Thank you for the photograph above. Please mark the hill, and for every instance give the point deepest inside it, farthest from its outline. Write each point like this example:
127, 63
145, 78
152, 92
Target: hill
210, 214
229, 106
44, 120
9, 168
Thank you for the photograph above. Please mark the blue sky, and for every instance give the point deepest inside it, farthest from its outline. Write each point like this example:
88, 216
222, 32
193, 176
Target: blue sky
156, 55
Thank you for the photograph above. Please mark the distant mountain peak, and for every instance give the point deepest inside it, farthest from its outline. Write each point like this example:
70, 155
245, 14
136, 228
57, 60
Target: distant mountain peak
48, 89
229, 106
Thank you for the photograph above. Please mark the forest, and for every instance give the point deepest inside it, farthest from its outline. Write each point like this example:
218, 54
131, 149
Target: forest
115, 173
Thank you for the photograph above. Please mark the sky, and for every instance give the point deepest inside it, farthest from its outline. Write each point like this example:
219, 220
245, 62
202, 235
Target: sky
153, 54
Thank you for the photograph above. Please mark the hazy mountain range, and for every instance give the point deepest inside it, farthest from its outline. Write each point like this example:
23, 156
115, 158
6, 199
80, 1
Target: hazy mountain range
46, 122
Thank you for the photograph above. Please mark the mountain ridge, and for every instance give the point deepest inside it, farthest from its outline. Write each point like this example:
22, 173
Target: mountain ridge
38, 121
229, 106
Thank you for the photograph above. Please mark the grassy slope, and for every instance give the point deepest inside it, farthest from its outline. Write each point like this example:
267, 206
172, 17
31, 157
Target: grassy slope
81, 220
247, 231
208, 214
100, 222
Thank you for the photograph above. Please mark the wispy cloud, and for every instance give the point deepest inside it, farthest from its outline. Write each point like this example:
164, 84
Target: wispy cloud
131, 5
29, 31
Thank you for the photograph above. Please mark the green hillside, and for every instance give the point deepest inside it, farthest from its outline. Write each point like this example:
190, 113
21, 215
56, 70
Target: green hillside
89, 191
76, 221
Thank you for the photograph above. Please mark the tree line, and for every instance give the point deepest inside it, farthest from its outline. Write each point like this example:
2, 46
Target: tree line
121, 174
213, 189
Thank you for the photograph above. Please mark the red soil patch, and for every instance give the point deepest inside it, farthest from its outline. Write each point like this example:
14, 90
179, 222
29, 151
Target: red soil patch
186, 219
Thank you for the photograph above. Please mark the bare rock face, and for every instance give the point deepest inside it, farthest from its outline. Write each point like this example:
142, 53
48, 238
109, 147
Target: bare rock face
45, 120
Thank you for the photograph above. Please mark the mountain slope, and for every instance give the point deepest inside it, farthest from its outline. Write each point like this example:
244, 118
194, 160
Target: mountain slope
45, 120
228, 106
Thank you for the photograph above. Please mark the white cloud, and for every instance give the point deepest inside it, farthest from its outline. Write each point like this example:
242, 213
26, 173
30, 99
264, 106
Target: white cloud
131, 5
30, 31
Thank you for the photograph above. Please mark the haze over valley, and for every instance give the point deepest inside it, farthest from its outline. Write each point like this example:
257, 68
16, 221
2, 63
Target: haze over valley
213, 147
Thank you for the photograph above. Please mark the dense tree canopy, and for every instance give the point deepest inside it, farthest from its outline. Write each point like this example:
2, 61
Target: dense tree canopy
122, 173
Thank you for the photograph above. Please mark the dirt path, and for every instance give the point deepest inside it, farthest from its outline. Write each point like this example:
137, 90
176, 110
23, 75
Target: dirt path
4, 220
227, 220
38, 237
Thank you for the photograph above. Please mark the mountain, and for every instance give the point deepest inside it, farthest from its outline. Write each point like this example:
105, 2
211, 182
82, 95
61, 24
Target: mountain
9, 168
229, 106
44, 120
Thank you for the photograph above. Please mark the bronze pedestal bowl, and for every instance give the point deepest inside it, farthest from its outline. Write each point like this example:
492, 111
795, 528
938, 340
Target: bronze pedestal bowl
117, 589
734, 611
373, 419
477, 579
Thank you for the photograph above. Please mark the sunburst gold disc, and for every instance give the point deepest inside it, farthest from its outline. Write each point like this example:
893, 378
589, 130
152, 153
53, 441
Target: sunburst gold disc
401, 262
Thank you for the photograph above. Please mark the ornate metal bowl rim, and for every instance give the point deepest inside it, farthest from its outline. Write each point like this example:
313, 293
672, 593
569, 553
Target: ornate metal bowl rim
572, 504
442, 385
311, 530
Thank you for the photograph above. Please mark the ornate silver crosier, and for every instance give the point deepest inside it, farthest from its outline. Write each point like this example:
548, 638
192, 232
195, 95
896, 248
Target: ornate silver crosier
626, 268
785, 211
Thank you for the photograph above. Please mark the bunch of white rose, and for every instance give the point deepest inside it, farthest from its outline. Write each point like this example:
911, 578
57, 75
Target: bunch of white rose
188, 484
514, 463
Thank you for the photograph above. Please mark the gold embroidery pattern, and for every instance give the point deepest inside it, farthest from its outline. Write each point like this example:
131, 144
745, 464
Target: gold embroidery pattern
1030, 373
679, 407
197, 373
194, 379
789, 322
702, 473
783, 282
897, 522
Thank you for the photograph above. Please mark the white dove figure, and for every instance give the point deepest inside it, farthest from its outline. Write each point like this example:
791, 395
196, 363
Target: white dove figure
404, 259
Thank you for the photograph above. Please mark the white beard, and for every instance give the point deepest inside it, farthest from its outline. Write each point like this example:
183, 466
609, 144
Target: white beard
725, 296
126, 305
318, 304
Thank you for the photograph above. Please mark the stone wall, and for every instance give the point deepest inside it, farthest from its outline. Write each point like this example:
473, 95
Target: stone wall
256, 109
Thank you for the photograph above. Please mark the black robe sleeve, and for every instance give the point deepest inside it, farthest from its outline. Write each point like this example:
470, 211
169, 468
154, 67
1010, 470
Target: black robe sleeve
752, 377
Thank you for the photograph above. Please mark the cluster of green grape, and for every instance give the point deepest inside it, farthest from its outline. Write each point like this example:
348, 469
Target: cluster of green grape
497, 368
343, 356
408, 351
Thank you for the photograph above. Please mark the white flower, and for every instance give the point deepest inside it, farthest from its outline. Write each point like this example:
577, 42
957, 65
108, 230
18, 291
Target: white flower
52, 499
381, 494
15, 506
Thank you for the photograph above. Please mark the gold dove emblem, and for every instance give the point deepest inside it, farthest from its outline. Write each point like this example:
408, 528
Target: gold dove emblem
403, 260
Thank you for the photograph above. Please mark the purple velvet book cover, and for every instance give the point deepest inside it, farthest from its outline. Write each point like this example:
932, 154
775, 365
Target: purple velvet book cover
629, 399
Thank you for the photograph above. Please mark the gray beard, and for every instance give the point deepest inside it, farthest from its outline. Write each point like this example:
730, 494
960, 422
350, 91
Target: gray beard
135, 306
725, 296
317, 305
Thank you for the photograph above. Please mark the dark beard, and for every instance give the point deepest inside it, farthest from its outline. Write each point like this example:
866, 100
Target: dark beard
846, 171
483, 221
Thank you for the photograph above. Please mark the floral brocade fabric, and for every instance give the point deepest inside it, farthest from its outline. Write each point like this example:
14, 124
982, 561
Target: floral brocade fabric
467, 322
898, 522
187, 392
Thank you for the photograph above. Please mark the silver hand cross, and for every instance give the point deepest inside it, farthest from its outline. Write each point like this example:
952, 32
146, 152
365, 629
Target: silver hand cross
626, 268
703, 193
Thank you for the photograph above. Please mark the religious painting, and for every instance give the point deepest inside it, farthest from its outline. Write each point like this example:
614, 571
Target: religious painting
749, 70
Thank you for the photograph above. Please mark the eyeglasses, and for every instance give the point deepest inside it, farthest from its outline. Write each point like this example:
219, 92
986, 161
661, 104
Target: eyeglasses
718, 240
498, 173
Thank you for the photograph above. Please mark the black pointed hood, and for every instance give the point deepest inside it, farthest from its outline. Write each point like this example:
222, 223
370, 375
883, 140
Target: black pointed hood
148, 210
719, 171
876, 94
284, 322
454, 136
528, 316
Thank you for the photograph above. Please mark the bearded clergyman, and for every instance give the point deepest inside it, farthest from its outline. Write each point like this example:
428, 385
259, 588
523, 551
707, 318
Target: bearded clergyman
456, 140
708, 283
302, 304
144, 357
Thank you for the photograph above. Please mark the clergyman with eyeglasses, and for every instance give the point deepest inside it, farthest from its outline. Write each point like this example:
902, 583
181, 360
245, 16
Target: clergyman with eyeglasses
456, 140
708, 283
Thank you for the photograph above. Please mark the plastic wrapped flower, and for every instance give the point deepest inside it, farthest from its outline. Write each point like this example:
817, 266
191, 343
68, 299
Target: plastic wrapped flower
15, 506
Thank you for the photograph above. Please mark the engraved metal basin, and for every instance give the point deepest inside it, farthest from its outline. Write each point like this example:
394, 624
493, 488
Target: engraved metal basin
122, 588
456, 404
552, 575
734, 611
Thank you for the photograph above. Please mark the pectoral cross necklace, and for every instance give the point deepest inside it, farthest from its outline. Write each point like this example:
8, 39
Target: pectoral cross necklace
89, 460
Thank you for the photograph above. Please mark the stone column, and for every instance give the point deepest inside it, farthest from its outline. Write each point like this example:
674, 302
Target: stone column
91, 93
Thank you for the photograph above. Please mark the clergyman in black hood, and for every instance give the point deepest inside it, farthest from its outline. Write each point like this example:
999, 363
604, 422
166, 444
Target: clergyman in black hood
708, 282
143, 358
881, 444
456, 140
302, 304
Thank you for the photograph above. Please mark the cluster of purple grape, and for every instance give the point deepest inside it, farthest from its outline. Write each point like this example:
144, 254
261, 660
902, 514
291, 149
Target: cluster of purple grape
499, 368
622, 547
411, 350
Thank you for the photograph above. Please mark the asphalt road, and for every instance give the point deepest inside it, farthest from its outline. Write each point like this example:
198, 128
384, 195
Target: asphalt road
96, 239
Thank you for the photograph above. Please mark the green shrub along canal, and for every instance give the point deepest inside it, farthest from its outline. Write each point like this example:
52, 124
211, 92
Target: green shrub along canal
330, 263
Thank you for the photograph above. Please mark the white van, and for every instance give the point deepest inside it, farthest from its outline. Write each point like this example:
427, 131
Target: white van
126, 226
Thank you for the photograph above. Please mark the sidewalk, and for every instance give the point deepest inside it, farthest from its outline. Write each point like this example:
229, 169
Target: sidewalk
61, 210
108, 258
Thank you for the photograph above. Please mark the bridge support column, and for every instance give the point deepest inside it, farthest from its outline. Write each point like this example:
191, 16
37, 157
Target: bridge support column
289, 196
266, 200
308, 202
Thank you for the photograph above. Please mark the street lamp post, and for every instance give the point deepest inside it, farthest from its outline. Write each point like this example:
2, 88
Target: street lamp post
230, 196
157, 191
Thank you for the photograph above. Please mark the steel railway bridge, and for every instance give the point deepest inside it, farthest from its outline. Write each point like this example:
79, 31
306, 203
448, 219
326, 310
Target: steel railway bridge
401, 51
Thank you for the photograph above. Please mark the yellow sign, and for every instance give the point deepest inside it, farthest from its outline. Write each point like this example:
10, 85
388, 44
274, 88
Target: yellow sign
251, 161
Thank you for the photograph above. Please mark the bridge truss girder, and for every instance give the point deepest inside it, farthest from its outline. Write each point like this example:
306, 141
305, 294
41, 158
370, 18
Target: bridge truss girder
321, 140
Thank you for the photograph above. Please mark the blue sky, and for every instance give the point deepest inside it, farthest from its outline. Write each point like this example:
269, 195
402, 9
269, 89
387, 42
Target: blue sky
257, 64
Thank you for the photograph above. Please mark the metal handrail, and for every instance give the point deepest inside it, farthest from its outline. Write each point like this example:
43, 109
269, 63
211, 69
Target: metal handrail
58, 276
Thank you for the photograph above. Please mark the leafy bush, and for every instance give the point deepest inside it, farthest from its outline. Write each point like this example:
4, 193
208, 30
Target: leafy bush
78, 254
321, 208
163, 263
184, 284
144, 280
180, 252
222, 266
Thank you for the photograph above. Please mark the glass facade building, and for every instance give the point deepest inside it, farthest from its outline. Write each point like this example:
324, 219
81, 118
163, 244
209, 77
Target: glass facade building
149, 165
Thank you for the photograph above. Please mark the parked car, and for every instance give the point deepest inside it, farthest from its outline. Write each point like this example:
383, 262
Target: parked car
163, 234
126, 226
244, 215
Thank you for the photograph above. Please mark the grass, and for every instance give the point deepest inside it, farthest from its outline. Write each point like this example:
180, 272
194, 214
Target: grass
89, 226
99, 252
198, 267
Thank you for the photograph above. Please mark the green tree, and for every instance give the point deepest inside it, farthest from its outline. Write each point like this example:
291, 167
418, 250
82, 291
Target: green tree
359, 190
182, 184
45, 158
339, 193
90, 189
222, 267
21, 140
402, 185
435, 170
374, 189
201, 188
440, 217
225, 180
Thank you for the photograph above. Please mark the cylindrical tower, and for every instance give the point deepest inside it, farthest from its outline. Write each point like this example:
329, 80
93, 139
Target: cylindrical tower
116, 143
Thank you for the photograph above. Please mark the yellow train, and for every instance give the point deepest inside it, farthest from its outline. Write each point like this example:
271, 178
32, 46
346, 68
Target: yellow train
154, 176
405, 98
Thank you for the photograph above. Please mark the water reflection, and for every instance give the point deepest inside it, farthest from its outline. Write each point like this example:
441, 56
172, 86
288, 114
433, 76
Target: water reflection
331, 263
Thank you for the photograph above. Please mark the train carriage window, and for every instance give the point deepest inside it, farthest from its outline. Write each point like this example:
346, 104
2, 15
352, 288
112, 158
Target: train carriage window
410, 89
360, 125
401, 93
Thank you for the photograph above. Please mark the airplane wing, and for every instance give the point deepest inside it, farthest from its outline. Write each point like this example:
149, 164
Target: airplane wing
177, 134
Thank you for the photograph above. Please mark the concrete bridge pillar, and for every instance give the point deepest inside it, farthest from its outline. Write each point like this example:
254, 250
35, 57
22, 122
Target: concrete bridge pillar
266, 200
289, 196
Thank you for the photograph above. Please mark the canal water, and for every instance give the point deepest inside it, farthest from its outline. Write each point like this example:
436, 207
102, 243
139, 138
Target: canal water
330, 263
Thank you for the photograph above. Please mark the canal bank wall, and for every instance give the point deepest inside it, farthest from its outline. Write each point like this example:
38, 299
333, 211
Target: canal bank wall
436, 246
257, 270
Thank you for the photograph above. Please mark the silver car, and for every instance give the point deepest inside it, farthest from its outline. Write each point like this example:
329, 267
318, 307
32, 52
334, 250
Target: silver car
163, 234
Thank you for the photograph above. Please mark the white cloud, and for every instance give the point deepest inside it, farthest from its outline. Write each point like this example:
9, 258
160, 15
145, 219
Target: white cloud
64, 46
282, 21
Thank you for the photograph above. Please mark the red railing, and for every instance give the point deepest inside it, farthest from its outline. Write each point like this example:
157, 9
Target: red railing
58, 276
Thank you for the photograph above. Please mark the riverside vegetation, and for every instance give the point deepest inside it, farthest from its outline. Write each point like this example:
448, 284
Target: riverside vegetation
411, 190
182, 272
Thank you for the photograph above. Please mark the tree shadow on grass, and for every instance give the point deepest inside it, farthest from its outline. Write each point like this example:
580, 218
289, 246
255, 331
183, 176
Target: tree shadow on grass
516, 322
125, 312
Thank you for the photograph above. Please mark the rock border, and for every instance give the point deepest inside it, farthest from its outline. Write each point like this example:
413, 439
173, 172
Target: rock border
++++++++
### Stated task
Every line from the line containing "Thank you for the photograph above. Please mark the canal bank" to the last line of the material above must be repeated exactly, and no other line.

### Solution to this task
Thank you for the photograph above. Please mark the canal bank wall, and for every instance give the point deepest inside it, farthest from its outline. Write each point like this example:
38, 299
333, 211
Target: canal bank wall
436, 246
257, 270
Thank you for the photograph above. Please mark the silver car, and for every instance give the point deepest inside it, farthest from its outline. Write each point like this example:
329, 267
318, 307
32, 52
334, 250
Target: silver car
163, 234
Thank you for the photograph above. Please mark the white cloud, and for every instance give the point deepest inside it, farthest from its outline. Write each point like this example:
9, 258
160, 15
145, 219
Target: white cloud
64, 46
282, 21
Thank you for the photograph above. Please mark the red railing, and for every instance give the point deepest inside it, farthest from its outline. Write each point like this example:
157, 9
Target: red railing
58, 276
Thank you for the photograph above. Please mark the riverside vegetation, and for every instance give the point deepest inside it, farthest from its outline. Write each point like this example:
448, 284
Target: riverside vegetation
411, 190
182, 272
Thank you for the photograph above. Please mark the tree shadow on grass, and for every instance give the point deepest inside it, farthest from its outline. Write each point like this example:
580, 218
289, 246
255, 331
183, 176
Target: tree shadow on grass
516, 322
125, 312
Thank you for the photograph above. Please mark the rock border, and for every instance give the point deepest inside it, farthest from its outline. Write each point like this example:
413, 439
173, 172
Target: rock border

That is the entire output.